::: GIVEN ENTRIES

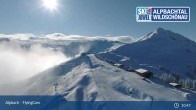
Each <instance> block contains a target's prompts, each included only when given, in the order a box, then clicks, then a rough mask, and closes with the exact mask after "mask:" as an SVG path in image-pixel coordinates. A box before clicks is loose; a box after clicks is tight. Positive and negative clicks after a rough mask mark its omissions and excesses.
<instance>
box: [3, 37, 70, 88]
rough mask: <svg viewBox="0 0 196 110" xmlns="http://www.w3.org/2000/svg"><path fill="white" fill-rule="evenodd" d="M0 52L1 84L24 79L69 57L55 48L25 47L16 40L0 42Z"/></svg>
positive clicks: (65, 59) (44, 69) (32, 46)
mask: <svg viewBox="0 0 196 110" xmlns="http://www.w3.org/2000/svg"><path fill="white" fill-rule="evenodd" d="M0 52H1V54H0V84H4V83H10V82H15V81H20V80H24V79H26V78H29V77H31V76H33V75H35V74H37V73H39V72H41V71H44V70H46V69H47V68H50V67H52V66H54V65H57V64H59V63H62V62H65V61H67V60H68V59H69V58H67V57H66V56H65V55H64V54H63V53H62V52H60V51H56V50H54V49H53V48H49V47H48V48H46V47H43V46H41V45H40V44H34V45H31V46H30V47H29V48H24V47H22V46H20V45H19V44H18V43H16V42H14V41H10V42H0Z"/></svg>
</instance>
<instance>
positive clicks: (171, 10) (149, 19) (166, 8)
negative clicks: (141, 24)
mask: <svg viewBox="0 0 196 110" xmlns="http://www.w3.org/2000/svg"><path fill="white" fill-rule="evenodd" d="M136 21H137V22H189V21H190V7H137V8H136Z"/></svg>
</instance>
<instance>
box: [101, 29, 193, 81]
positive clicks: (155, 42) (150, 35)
mask: <svg viewBox="0 0 196 110" xmlns="http://www.w3.org/2000/svg"><path fill="white" fill-rule="evenodd" d="M100 56H102V57H104V58H106V59H110V60H112V61H114V62H118V63H122V64H125V65H127V66H132V67H133V68H136V69H137V68H146V69H149V70H151V71H153V72H154V73H155V74H161V73H169V74H174V75H175V76H179V77H181V78H191V79H195V78H196V63H195V62H196V43H195V42H194V41H191V40H190V39H188V38H185V37H184V36H182V35H180V34H177V33H174V32H171V31H169V30H164V29H162V28H158V29H157V30H155V31H154V32H151V33H149V34H148V35H146V36H144V37H142V38H141V39H139V40H138V41H137V42H134V43H131V44H127V45H124V46H121V47H120V48H118V49H116V50H114V51H111V52H107V53H101V54H100Z"/></svg>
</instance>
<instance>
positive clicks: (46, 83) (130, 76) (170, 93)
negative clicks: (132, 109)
mask: <svg viewBox="0 0 196 110" xmlns="http://www.w3.org/2000/svg"><path fill="white" fill-rule="evenodd" d="M116 70H118V71H116ZM56 83H58V85H57V86H56V90H55V87H54V84H56ZM160 91H164V93H161V94H160ZM186 93H188V92H187V91H186V92H183V91H181V90H176V89H173V88H171V87H170V86H169V85H166V84H164V83H161V82H160V81H157V80H156V79H146V80H144V79H142V77H140V76H139V75H138V74H136V73H135V72H127V71H125V70H123V69H120V68H118V67H115V66H112V65H111V64H108V63H106V62H104V61H101V60H99V59H97V58H96V57H95V55H93V54H91V55H86V56H79V57H77V58H75V59H73V60H70V61H68V62H65V63H63V64H61V65H58V66H56V67H54V68H51V69H49V70H47V71H45V72H43V73H40V74H39V75H37V76H35V77H33V78H31V79H29V82H28V89H26V91H25V92H24V93H22V94H23V95H24V94H25V95H37V94H39V95H56V94H58V95H63V96H64V98H65V99H66V100H68V101H75V100H83V101H156V100H159V101H160V100H161V101H171V100H176V101H183V100H187V98H186V97H185V95H184V94H186ZM194 95H195V93H191V96H194Z"/></svg>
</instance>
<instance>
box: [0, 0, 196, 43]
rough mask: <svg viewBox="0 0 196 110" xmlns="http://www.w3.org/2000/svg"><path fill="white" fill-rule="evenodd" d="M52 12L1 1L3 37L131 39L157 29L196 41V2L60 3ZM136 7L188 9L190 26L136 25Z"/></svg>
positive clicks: (79, 2) (166, 1)
mask: <svg viewBox="0 0 196 110" xmlns="http://www.w3.org/2000/svg"><path fill="white" fill-rule="evenodd" d="M58 2H59V6H58V10H56V11H54V12H53V13H52V12H49V11H48V10H47V9H46V8H44V7H41V6H42V4H41V0H0V33H2V34H14V33H32V34H35V35H42V34H50V33H56V32H58V33H63V34H65V35H70V34H78V35H87V36H97V35H101V36H104V35H110V36H119V35H129V36H132V37H140V36H143V35H146V34H147V33H149V32H151V31H152V30H154V29H156V28H157V27H163V28H165V29H169V30H172V31H174V32H177V33H180V34H182V35H184V36H186V37H188V38H190V39H192V40H196V36H195V33H196V32H195V29H196V21H195V20H196V7H195V6H194V5H196V1H195V0H58ZM137 6H189V7H191V21H190V22H189V23H137V22H136V18H135V9H136V7H137Z"/></svg>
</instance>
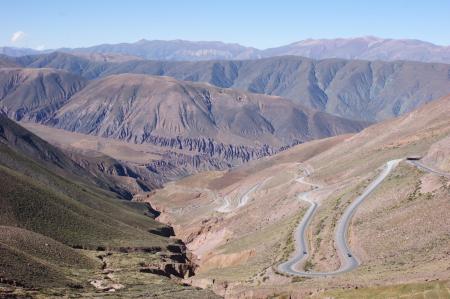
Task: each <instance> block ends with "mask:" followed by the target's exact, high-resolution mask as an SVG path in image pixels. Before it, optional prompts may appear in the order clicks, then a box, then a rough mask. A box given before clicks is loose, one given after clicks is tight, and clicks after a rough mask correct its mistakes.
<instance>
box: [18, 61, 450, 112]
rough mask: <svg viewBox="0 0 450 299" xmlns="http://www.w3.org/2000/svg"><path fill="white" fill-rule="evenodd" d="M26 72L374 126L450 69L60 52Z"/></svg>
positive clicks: (329, 62) (353, 63)
mask: <svg viewBox="0 0 450 299" xmlns="http://www.w3.org/2000/svg"><path fill="white" fill-rule="evenodd" d="M16 63H18V64H20V65H23V66H27V67H39V68H40V67H51V68H58V69H64V70H67V71H69V72H73V73H76V74H79V75H82V76H85V77H86V78H89V79H92V78H98V77H99V76H102V77H104V76H108V75H111V74H122V73H139V74H149V75H158V76H170V77H174V78H176V79H178V80H187V81H198V82H208V83H210V84H213V85H215V86H218V87H222V88H235V89H242V90H246V91H249V92H253V93H261V94H267V95H276V96H281V97H283V98H287V99H290V100H292V101H293V102H295V103H299V104H302V105H305V106H307V107H310V108H314V109H318V110H321V111H325V112H328V113H332V114H336V115H339V116H342V117H345V118H350V119H358V120H366V121H367V120H368V121H379V120H384V119H388V118H392V117H395V116H399V115H402V114H404V113H407V112H409V111H412V110H414V109H415V108H417V107H419V106H420V105H422V104H424V103H426V102H428V101H431V100H433V99H437V98H439V97H441V96H444V95H446V94H448V93H450V80H449V72H450V65H448V64H442V63H421V62H412V61H391V62H385V61H363V60H345V59H323V60H313V59H310V58H304V57H298V56H283V57H272V58H265V59H258V60H231V61H200V62H180V61H178V62H176V61H145V60H144V61H143V60H141V61H139V60H138V61H127V62H123V63H103V62H98V61H91V60H88V59H83V58H81V57H76V56H73V55H70V54H65V53H52V54H48V55H37V56H28V57H23V58H19V59H17V60H16Z"/></svg>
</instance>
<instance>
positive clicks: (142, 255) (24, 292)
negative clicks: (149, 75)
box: [0, 116, 215, 298]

::::::

(ABOUT THIS TASK) Would you please repeat all the data word for word, but without the pictures?

(EXERCISE RESPONSE)
Each <instance> block contains a target's prompts, each included only when given, in the order a box, then clicks, then a rough mask, and closes with the exact mask after "mask:" as an SVG path in image-pixel coordinates. A box before clicks is loose; a box after clicks is tight. Positive and negative clicks after a rough mask mark its omissions and excesses.
<instance>
box: [3, 37, 70, 88]
rough mask: <svg viewBox="0 0 196 110" xmlns="http://www.w3.org/2000/svg"><path fill="white" fill-rule="evenodd" d="M0 52L1 84L24 79L69 57L55 48L25 47L16 40L0 42Z"/></svg>
positive clicks: (65, 59) (44, 69) (32, 46)
mask: <svg viewBox="0 0 196 110" xmlns="http://www.w3.org/2000/svg"><path fill="white" fill-rule="evenodd" d="M0 52H1V54H0V84H4V83H10V82H15V81H20V80H24V79H26V78H29V77H31V76H33V75H35V74H37V73H39V72H41V71H44V70H46V69H47V68H50V67H52V66H54V65H57V64H59V63H62V62H65V61H67V60H68V59H69V58H67V57H66V56H65V55H64V54H63V53H62V52H60V51H56V50H54V49H53V48H49V47H48V48H46V47H43V46H41V45H40V44H34V45H31V46H30V47H29V48H24V47H22V46H20V45H19V44H18V43H16V42H14V41H10V42H0Z"/></svg>
</instance>
<instance>
positive clicks: (171, 10) (149, 19) (166, 8)
negative clicks: (141, 24)
mask: <svg viewBox="0 0 196 110" xmlns="http://www.w3.org/2000/svg"><path fill="white" fill-rule="evenodd" d="M136 21H137V22H189V21H190V7H137V8H136Z"/></svg>
</instance>
<instance>
box: [101, 29, 193, 81]
positive clicks: (155, 42) (150, 35)
mask: <svg viewBox="0 0 196 110" xmlns="http://www.w3.org/2000/svg"><path fill="white" fill-rule="evenodd" d="M100 56H102V57H104V58H106V59H110V60H112V61H114V62H118V63H122V64H125V65H127V66H132V67H133V68H136V69H137V68H146V69H149V70H151V71H153V72H154V73H155V74H161V73H169V74H174V75H175V76H179V77H181V78H191V79H195V78H196V63H195V62H196V43H195V42H194V41H191V40H190V39H188V38H185V37H184V36H182V35H180V34H177V33H174V32H171V31H169V30H164V29H162V28H158V29H157V30H155V31H154V32H151V33H149V34H148V35H146V36H144V37H142V38H141V39H139V40H138V41H137V42H134V43H131V44H127V45H124V46H121V47H120V48H118V49H116V50H114V51H111V52H107V53H101V54H100Z"/></svg>
</instance>
<instance>
positive clicks: (46, 83) (130, 76) (170, 93)
negative clicks: (132, 109)
mask: <svg viewBox="0 0 196 110" xmlns="http://www.w3.org/2000/svg"><path fill="white" fill-rule="evenodd" d="M116 70H118V71H116ZM56 83H58V85H57V86H56V90H55V87H54V84H56ZM160 91H164V93H161V94H160ZM186 93H188V92H187V91H186V92H183V91H181V90H176V89H173V88H171V87H170V86H169V85H166V84H164V83H161V82H160V81H157V80H156V79H146V80H144V79H142V77H140V76H139V75H138V74H136V73H135V72H127V71H125V70H123V69H120V68H118V67H115V66H112V65H111V64H108V63H106V62H104V61H101V60H99V59H97V58H96V57H95V55H93V54H91V55H86V56H79V57H77V58H75V59H73V60H70V61H68V62H65V63H63V64H61V65H58V66H56V67H54V68H51V69H49V70H47V71H45V72H43V73H40V74H39V75H37V76H35V77H33V78H31V79H29V82H28V89H26V91H25V92H24V93H22V94H23V95H24V94H25V95H37V94H39V95H56V94H58V95H63V96H64V98H65V99H66V100H68V101H75V100H83V101H156V100H159V101H160V100H161V101H171V100H176V101H183V100H187V98H186V97H185V95H184V94H186ZM194 95H195V93H191V96H194Z"/></svg>
</instance>
<instance>
box: [0, 0, 196, 43]
rough mask: <svg viewBox="0 0 196 110" xmlns="http://www.w3.org/2000/svg"><path fill="white" fill-rule="evenodd" d="M52 12L1 1L3 37L131 39L157 29L196 41V2L60 3ZM136 7L188 9L190 26L136 25Z"/></svg>
positive clicks: (79, 2) (166, 1)
mask: <svg viewBox="0 0 196 110" xmlns="http://www.w3.org/2000/svg"><path fill="white" fill-rule="evenodd" d="M58 2H59V6H58V10H56V11H54V12H53V13H52V12H49V11H48V10H47V9H46V8H44V7H41V6H42V4H41V0H0V33H2V34H14V33H32V34H35V35H42V34H50V33H56V32H58V33H63V34H65V35H70V34H78V35H87V36H97V35H101V36H104V35H110V36H119V35H129V36H132V37H140V36H143V35H146V34H147V33H149V32H151V31H152V30H154V29H156V28H157V27H163V28H165V29H169V30H172V31H174V32H177V33H180V34H182V35H184V36H186V37H188V38H190V39H192V40H196V36H195V33H196V32H195V29H196V21H195V20H196V7H195V6H194V5H196V1H195V0H58ZM137 6H189V7H191V21H190V22H189V23H137V22H136V18H135V9H136V7H137Z"/></svg>
</instance>
Task: each <instance> block ends with "mask:" followed by the target's exact, high-resolution mask as an SVG path in image pixels. Before it, optional prompts may appear in the order clicks, then a box, then a rough mask. A box given before clicks is loose, one given after clicks is tight, and clicks after a rough mask correct its mistakes.
<instance>
box: [18, 61, 450, 112]
rough mask: <svg viewBox="0 0 450 299" xmlns="http://www.w3.org/2000/svg"><path fill="white" fill-rule="evenodd" d="M26 72L374 126L450 69L60 52Z"/></svg>
positive clicks: (329, 62) (353, 63)
mask: <svg viewBox="0 0 450 299" xmlns="http://www.w3.org/2000/svg"><path fill="white" fill-rule="evenodd" d="M16 63H18V64H20V65H23V66H27V67H39V68H40V67H51V68H58V69H64V70H67V71H69V72H73V73H76V74H79V75H82V76H85V77H86V78H89V79H92V78H98V77H99V76H102V77H104V76H108V75H111V74H122V73H139V74H149V75H158V76H170V77H174V78H176V79H178V80H187V81H198V82H208V83H210V84H213V85H215V86H218V87H222V88H235V89H242V90H246V91H249V92H253V93H261V94H267V95H276V96H281V97H283V98H287V99H290V100H292V101H293V102H295V103H299V104H302V105H305V106H307V107H310V108H314V109H318V110H321V111H325V112H328V113H332V114H336V115H339V116H342V117H345V118H350V119H358V120H366V121H367V120H368V121H379V120H384V119H388V118H392V117H395V116H399V115H402V114H404V113H407V112H409V111H412V110H414V109H415V108H417V107H419V106H420V105H422V104H424V103H426V102H428V101H431V100H433V99H437V98H439V97H441V96H444V95H446V94H448V93H450V80H449V72H450V65H448V64H442V63H421V62H412V61H391V62H385V61H363V60H345V59H323V60H313V59H310V58H304V57H298V56H283V57H272V58H265V59H258V60H231V61H200V62H180V61H178V62H176V61H145V60H144V61H143V60H141V61H139V60H138V61H127V62H123V63H103V62H98V61H91V60H88V59H83V58H81V57H76V56H73V55H70V54H65V53H52V54H48V55H37V56H28V57H23V58H19V59H17V60H16Z"/></svg>
</instance>
<instance>
positive clicks: (142, 255) (24, 292)
negative clicks: (149, 75)
box: [0, 116, 215, 298]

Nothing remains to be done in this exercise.